_Provided passage_.
# # #

These GAN variants yield good performances in the context of generating short texts, such as SeqGAN [20], RankGAN [12], TextGAN [22].
To generate long text, in [7], they introduced LeakGAN to enable the discriminator leaks features extracted from its input to generator, which uses this signal to guide the outputs in each generation step. They built a hierarchical Reinforcement Learning (RL) [17] framework as a generator, in which the module named MANAGER accepts the leaked feature to form a goal vector, which is help guiding another module named WORKER to generate the next word.
However, one application of the text generation has not been explored extensively, which is text generation with personalized writing style. The personalized writing style could be helpful for various applications. For example, in the scenario of responding to an email or message automatically, if we want to let the receivers convinced that the reply is written by the person, the writing style of that email should be similar to that of the user.
Another example would be generating a paragraph of a specific topic and is written by a well-known author. Therefore, we would like to let the user to define the topic of the generated text, which means the text generated by our method should be related to the user-defined topic and the collected texts form a specific author are used to extract the personalized writing style information as the author-specific feature, which is fed into the GAN framework to guide the GAN to generate text with personalized writing style and user defined topic.
2 Related Work
2.1 Language Features
The syntactic and content information from text is a long-standing topic in natural language processing. The syntactic structure of one sentence is often closely related to the part-of-speech (POS) sequence corresponding to that sentence; therefore, many efforts are made to improve the performance of labeling POS tag automatically. In [18], they used cyclic dependency network to consider the POS context to obtain higher POS tagging accuracy. Named Entity Recognition (NER), which refers to the identification of entities with specific meaning in the text, is an important analysis process to obtain text content information.
In order to improve the accuracy of NER process, another work [5] is based on the conditional random field model, using Gibbs sampling to adopt the structure of long sentence instead of only local feature. In addition, the relationship between each word is also an important characteristic of text. Researchers attempt to represent words in text using vectors, so that the relationship between words can be determined by calculating the cosine similarity between vectors. The Word2vec algorithm is proposed in [13], which includes two architectures: Continuous Bag-of-Words Model and Continuous Skip-gram Model, to calculate continuous vector representations of words.

# # #

_Raw data_.
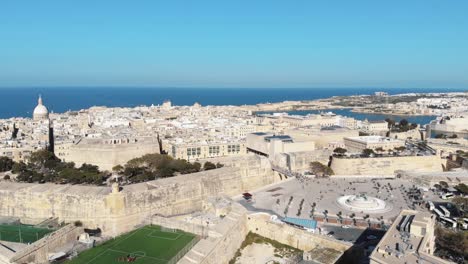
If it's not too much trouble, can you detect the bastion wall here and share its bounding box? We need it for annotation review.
[330,155,443,175]
[0,156,280,235]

# # #

_Problem statement_.
Please write what comes next in the passage on GAN-based text generation with personalized writing style, starting after its final sentence. The lines have nothing to do with this.

_Response to this task_.
2.2 Text Generation Using GAN
With the development of deep learning, many text generation works have begun to use neural networks in recent years. For example, Generative Adversarial Networks (GAN) [6] provides a novel way to generate text, which consists of a generator and a discriminator. Discriminator determines whether the input data is real or generated, and Generator generates data and try to convince the discriminator that the generated data is real. However, in context of discrete data input, discriminator cannot propagate the gradient back to the generator as in standard GAN training.
To address this problem to generate text via GAN, some researchers employ Long Short-term Memory (LSTM [8]) and convolutional neural network (CNN [10]) for adversarial training to generate realistic text and optimize a new feature distance when training the generator [22]. A method is inspired by the Reinforcement Learning (RL)[17] reward signal come from the GAN discriminator judged on a complete sequence, which is passed back to the intermediate state-action steps using Monte Carlo search [20].
To generate long text, LeakGAN [7] is introduced to enable discriminator leak features extracted from its input to generator, which will use this signal to guide the outputs for each word generation step. They built a hierarchical RL framework as a generator, in which the module named MANAGER accepts the leaked feature to form a goal vector to guide another module named WORKER to generate the next word.
Those variants of the GAN framework are helpful for text generation and the performance is superior than the conventional rule-based methods. Nevertheless, to collect a text corpus of a specific author with various topics is hard to achieve, since one author usually write only limited amount of articles with similar topics. Therefore, the main goal of the proposed method is try to use all texts collected from different authors for training the GAN model in order to let the covered topics as many as possible. More importantly, the generated sentences should be perceived as written by a specific author.
We first implemented NER on all collected articles to determine which articles contain information related to user-defined topics and save them as the training set. Besides, the bigram language model of the POS tag and the corresponding structural words of the target author are extracted as the author's personalized writing habit.
These frequently used syntactic structure information is helpful for text generation module as the personalized features. Also, the frequently used words of each author are extracted to represent another part of personalized information.
Here, the text generation module is inspired by the LeakGAN method, because we would like to let the generator use the personalized features to generate each word while the discriminator leaks the information of the previous generated words to the generator.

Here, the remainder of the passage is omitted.